THE PROBLEM
Please retype the data below line for line and leave out every picture.
─── DATASET
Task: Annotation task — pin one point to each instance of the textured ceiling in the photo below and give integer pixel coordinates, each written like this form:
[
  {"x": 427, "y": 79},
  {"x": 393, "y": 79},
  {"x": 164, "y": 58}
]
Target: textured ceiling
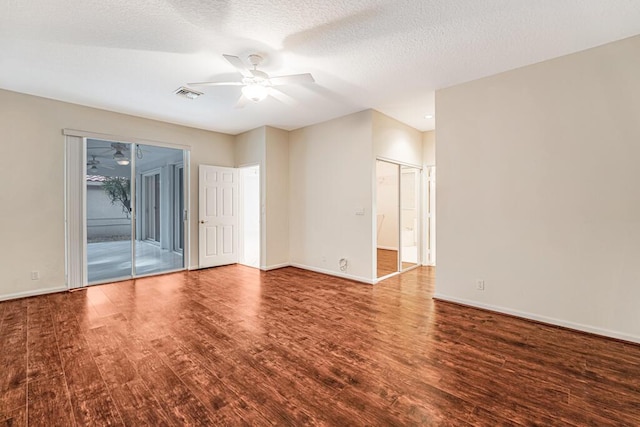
[{"x": 130, "y": 56}]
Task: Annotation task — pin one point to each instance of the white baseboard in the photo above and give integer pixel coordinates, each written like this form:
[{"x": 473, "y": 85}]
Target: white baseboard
[
  {"x": 334, "y": 273},
  {"x": 543, "y": 319},
  {"x": 32, "y": 293},
  {"x": 274, "y": 267}
]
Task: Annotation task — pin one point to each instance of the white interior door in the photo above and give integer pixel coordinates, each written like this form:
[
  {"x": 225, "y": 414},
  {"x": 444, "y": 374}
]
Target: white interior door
[{"x": 218, "y": 221}]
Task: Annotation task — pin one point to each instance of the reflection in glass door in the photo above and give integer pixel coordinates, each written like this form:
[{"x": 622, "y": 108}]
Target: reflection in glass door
[
  {"x": 108, "y": 211},
  {"x": 134, "y": 210},
  {"x": 160, "y": 203}
]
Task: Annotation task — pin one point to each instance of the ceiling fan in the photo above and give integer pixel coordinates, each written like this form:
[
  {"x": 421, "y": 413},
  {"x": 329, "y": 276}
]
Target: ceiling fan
[
  {"x": 119, "y": 150},
  {"x": 256, "y": 84}
]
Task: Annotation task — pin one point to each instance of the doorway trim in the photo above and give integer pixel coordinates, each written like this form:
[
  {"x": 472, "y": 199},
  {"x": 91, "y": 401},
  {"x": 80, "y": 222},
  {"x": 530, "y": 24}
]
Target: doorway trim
[{"x": 420, "y": 225}]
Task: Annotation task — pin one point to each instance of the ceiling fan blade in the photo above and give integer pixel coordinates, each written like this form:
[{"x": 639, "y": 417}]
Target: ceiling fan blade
[
  {"x": 292, "y": 79},
  {"x": 242, "y": 101},
  {"x": 215, "y": 84},
  {"x": 237, "y": 62}
]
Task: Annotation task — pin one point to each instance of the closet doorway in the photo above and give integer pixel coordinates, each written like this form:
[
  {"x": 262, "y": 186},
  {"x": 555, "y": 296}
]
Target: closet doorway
[{"x": 397, "y": 217}]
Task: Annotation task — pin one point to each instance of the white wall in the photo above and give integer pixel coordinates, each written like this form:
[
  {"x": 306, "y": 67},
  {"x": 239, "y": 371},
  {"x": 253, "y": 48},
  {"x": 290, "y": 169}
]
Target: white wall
[
  {"x": 32, "y": 220},
  {"x": 331, "y": 171},
  {"x": 538, "y": 193}
]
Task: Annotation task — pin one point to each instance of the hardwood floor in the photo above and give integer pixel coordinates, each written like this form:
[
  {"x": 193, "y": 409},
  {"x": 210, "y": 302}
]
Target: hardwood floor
[{"x": 237, "y": 346}]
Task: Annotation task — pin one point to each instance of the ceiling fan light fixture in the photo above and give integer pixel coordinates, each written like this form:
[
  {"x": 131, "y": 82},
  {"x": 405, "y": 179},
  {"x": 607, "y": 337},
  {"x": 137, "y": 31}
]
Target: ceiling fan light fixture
[
  {"x": 120, "y": 158},
  {"x": 255, "y": 92}
]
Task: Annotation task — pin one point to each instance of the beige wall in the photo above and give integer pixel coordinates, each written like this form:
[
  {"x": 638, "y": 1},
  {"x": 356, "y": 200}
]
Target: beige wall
[
  {"x": 330, "y": 171},
  {"x": 538, "y": 194},
  {"x": 32, "y": 170},
  {"x": 250, "y": 149},
  {"x": 277, "y": 201},
  {"x": 429, "y": 197},
  {"x": 429, "y": 148},
  {"x": 396, "y": 141}
]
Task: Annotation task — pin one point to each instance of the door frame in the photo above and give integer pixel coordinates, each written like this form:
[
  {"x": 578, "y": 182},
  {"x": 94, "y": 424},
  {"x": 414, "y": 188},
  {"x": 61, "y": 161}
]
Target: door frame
[
  {"x": 75, "y": 205},
  {"x": 241, "y": 212},
  {"x": 419, "y": 202}
]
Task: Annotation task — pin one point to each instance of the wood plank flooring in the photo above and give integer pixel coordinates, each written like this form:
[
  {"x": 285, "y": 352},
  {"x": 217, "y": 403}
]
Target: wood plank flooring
[{"x": 236, "y": 346}]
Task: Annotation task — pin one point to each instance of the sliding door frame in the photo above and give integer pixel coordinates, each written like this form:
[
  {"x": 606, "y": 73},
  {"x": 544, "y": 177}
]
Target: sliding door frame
[{"x": 76, "y": 274}]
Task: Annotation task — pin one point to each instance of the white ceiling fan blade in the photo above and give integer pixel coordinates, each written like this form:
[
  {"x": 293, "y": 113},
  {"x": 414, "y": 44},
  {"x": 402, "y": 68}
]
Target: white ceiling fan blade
[
  {"x": 237, "y": 62},
  {"x": 282, "y": 97},
  {"x": 292, "y": 79},
  {"x": 215, "y": 84},
  {"x": 242, "y": 101}
]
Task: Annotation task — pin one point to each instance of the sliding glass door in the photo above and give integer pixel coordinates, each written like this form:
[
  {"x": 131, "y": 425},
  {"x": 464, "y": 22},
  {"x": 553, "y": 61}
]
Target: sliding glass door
──────
EXERCISE RESULT
Task: Annotation task — pin one point to each instance of the textured ceiling in the photo below and give integer pixel coordinates, each written like this form:
[
  {"x": 427, "y": 79},
  {"x": 393, "y": 79},
  {"x": 164, "y": 58}
]
Target: textured ceiling
[{"x": 130, "y": 56}]
Task: Annotation task — pin one point to each instance of the white baseboard in the photo above and give integer pixel coordinates, each written like this form:
[{"x": 473, "y": 85}]
Target: white baseboard
[
  {"x": 334, "y": 273},
  {"x": 543, "y": 319},
  {"x": 32, "y": 293},
  {"x": 274, "y": 267}
]
Task: Annotation task — pin one point to each instance of the white interior door in the photo above and give integer pixel coordinates, each written like this form:
[
  {"x": 225, "y": 414},
  {"x": 444, "y": 374}
]
Target: white interior door
[{"x": 218, "y": 221}]
Task: Annotation task — pin one point to each instance of the reflection in glass door in the photo above and give integer pixel coordinates, each written like this form:
[{"x": 622, "y": 108}]
Target: reflection in glass door
[
  {"x": 108, "y": 211},
  {"x": 134, "y": 210},
  {"x": 160, "y": 203}
]
Task: Annotation task — pin one point to each instance of the ceiling fan in the photo above and give integer pixel coordinates, each written like this form:
[
  {"x": 421, "y": 413},
  {"x": 329, "y": 276}
]
Target: ceiling fan
[
  {"x": 119, "y": 150},
  {"x": 256, "y": 84}
]
Task: Annotation task — pin one point to each instance of the doorway trim in the photo above and give integer pixel coordinates, each written like this form:
[
  {"x": 472, "y": 199},
  {"x": 91, "y": 401},
  {"x": 80, "y": 222},
  {"x": 530, "y": 24}
]
Target: doorway trim
[{"x": 420, "y": 225}]
Task: Annotation task — pin one point to each instance of the ceiling fan blade in the photo above and give integer pixel coordinates, each written like this form:
[{"x": 639, "y": 417}]
Target: ceiling fan blade
[
  {"x": 292, "y": 79},
  {"x": 242, "y": 101},
  {"x": 215, "y": 84},
  {"x": 237, "y": 62}
]
Task: Annotation task — pin one point to each instance of the closet doorway in the photo above and give integer pixel coordinates, each written like this form:
[
  {"x": 262, "y": 186},
  {"x": 555, "y": 296}
]
Target: closet doorway
[{"x": 397, "y": 217}]
Task: Annotation task — pin one point to each instance of the white wall in the photo above and give integer pixel coordinates, each written like this form:
[
  {"x": 306, "y": 67},
  {"x": 239, "y": 371},
  {"x": 253, "y": 48},
  {"x": 290, "y": 169}
]
Target: white wall
[
  {"x": 32, "y": 220},
  {"x": 331, "y": 171},
  {"x": 538, "y": 193}
]
Task: Annotation task — pin one point to each instance of the hardwood floor in the photo above and give integer pixel coordinates, each written like this form:
[
  {"x": 193, "y": 409},
  {"x": 210, "y": 302}
]
Target: hardwood floor
[{"x": 237, "y": 346}]
Task: Annotation task — pin one point to each instance of the ceiling fan light fixture in the photo above and give integer pixel coordinates, each written like this form:
[
  {"x": 131, "y": 82},
  {"x": 405, "y": 179},
  {"x": 607, "y": 337},
  {"x": 137, "y": 31}
]
Target: ceiling fan light fixture
[
  {"x": 120, "y": 158},
  {"x": 255, "y": 92}
]
Task: Annotation task — pin one point to each instance of the beige wall in the photo above and give integer pixel coordinates, each written like this form:
[
  {"x": 638, "y": 1},
  {"x": 356, "y": 200}
]
Target: beige wall
[
  {"x": 330, "y": 171},
  {"x": 538, "y": 194},
  {"x": 32, "y": 170},
  {"x": 250, "y": 149},
  {"x": 277, "y": 201},
  {"x": 429, "y": 197},
  {"x": 429, "y": 148},
  {"x": 396, "y": 141}
]
Task: Annotation task — pin one point to each instance of the door frame in the photo above and give integer pixel coordinates, each written like this form:
[
  {"x": 578, "y": 182},
  {"x": 94, "y": 424},
  {"x": 414, "y": 188},
  {"x": 61, "y": 161}
]
Target: door frame
[
  {"x": 75, "y": 205},
  {"x": 241, "y": 212},
  {"x": 419, "y": 202}
]
Task: Annotation task — pin one point to each instance of the wood plank flooring in the photo above and give integer pixel coordinates, each written like this form:
[
  {"x": 285, "y": 352},
  {"x": 217, "y": 403}
]
Target: wood plank flooring
[{"x": 236, "y": 346}]
Task: Annotation task — pin one point to each instance of the sliding door frame in the photo above and give integer pixel coordinates, each written like this form:
[
  {"x": 606, "y": 73},
  {"x": 544, "y": 177}
]
Target: sliding door frame
[{"x": 76, "y": 274}]
Task: Annotation task — pin one point to each instance of the white ceiling fan blade in the photo above and give integer pixel coordinates, each written like this form:
[
  {"x": 293, "y": 113},
  {"x": 414, "y": 44},
  {"x": 402, "y": 68}
]
Target: white ceiling fan blade
[
  {"x": 237, "y": 62},
  {"x": 282, "y": 97},
  {"x": 292, "y": 79},
  {"x": 215, "y": 84},
  {"x": 242, "y": 101}
]
Task: Annotation task — pin one point to each instance of the sliding glass door in the photo above and give integer pixel coordinates, each written like this form:
[
  {"x": 131, "y": 425},
  {"x": 464, "y": 22},
  {"x": 553, "y": 61}
]
Target: sliding glass door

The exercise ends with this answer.